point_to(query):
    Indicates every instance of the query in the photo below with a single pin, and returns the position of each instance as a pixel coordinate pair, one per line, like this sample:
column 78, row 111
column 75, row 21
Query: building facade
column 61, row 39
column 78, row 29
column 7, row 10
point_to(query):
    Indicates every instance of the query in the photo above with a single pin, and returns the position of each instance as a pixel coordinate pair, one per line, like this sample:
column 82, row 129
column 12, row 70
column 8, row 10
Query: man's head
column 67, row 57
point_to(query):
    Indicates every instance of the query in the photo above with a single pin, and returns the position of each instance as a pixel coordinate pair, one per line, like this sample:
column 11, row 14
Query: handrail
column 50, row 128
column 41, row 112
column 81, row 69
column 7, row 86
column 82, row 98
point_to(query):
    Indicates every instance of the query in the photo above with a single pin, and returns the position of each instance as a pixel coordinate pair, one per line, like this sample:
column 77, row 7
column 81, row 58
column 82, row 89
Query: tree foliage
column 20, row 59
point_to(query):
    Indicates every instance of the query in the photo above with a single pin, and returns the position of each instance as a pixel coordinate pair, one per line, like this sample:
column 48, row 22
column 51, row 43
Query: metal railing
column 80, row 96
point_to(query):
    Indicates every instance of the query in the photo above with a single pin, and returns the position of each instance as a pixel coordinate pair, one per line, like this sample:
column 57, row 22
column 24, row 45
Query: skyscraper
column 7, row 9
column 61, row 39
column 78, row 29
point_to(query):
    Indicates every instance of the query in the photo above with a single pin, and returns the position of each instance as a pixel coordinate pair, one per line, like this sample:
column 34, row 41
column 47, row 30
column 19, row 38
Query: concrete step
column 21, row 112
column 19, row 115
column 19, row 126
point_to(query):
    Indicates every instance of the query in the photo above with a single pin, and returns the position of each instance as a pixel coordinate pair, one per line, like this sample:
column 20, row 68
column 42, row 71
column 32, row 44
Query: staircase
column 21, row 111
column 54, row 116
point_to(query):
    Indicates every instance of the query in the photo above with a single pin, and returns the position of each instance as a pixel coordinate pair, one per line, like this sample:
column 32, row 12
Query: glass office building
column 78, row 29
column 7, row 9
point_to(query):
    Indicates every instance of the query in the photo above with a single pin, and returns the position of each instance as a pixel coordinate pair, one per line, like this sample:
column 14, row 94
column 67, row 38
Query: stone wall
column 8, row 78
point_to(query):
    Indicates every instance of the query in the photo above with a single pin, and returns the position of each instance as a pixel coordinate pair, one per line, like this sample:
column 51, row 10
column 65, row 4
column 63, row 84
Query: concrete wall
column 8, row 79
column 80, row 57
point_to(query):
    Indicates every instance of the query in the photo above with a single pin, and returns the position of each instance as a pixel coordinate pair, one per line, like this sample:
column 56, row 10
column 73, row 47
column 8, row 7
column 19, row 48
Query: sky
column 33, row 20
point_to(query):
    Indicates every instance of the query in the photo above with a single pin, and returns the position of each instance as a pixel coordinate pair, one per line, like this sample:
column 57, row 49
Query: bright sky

PROBLEM DESCRIPTION:
Please change every "pin" in the data above to "marker" and leave everything else untouched.

RESPONSE TO THIS TASK:
point_to(query):
    Indicates every instance of the query in the photo below with a single marker, and returns the position of each instance as a pixel coordinate pair, one per line, like this sample:
column 78, row 111
column 75, row 21
Query: building facade
column 61, row 39
column 78, row 29
column 7, row 10
point_to(query):
    Indicates every instance of the query in the photo above with a single marker, and returns the position of each instance as a pixel coordinate pair, one per line, like this sample:
column 82, row 129
column 12, row 70
column 8, row 10
Query: man's head
column 67, row 57
point_to(query):
    Indicates every instance of the query in the photo above with a single marker, and returns the position of each instance as a pixel coordinate pair, one per line, like this sample:
column 11, row 14
Query: handrail
column 50, row 128
column 41, row 112
column 81, row 69
column 7, row 86
column 82, row 98
point_to(query):
    Indicates every instance of the query in the photo above with a single marker, and returns the position of each instance as a pixel coordinate pair, one per line, like this sample:
column 77, row 7
column 81, row 58
column 82, row 89
Query: tree foliage
column 20, row 59
point_to(query):
    Indicates every instance of the query in the photo above with a single marker, and returns the position of each instance as a pixel coordinate pair, one per line, like this sample:
column 48, row 22
column 51, row 43
Query: metal railing
column 80, row 96
point_to(query):
    Indicates every instance of the query in the photo above with a single marker, and returns the position of each instance as a pixel coordinate pair, one per line, like this sample:
column 57, row 22
column 24, row 45
Query: skyscraper
column 7, row 9
column 61, row 39
column 78, row 29
point_to(query):
    Indicates every instance of the query in the photo above with a single marker, and returns the position of each instance as a pixel coordinate pair, one per line, like this sample:
column 34, row 41
column 47, row 30
column 19, row 38
Query: concrete step
column 21, row 112
column 19, row 115
column 19, row 126
point_to(query):
    Indicates every instance of the query in the photo above with a single marker, and returns the position of each instance as a pixel coordinate pair, one per line, like this sample:
column 20, row 68
column 42, row 71
column 32, row 44
Query: staircase
column 21, row 111
column 54, row 116
point_to(query):
    Indicates every instance of the query in the photo above with a single marker, and returns the position of each instance as a pixel coordinate pair, one per line, like this sample:
column 32, row 12
Query: glass office building
column 78, row 29
column 7, row 9
point_to(query):
    Indicates every instance of the query in the photo above with a single marker, and returns the position of each instance as a pixel coordinate pair, one per line, like this sample:
column 14, row 94
column 67, row 38
Query: stone wall
column 8, row 78
point_to(query):
    Indicates every instance of the query in the photo above with a single marker, and returns the position of each instance as a pixel coordinate pair, one per line, like this sample:
column 51, row 10
column 65, row 4
column 63, row 84
Query: concrete wall
column 8, row 79
column 80, row 57
point_to(query):
    Indicates every instance of the query in the photo above with a single marker, and returns the position of each instance as a pixel coordinate pair, one per line, like this sample:
column 56, row 10
column 73, row 47
column 8, row 7
column 19, row 48
Query: sky
column 33, row 20
point_to(query):
    Indicates every instance of the query in the photo above with a single marker, and returns the position of each instance as a pixel coordinate pair, one per line, like this sample:
column 57, row 49
Query: bright sky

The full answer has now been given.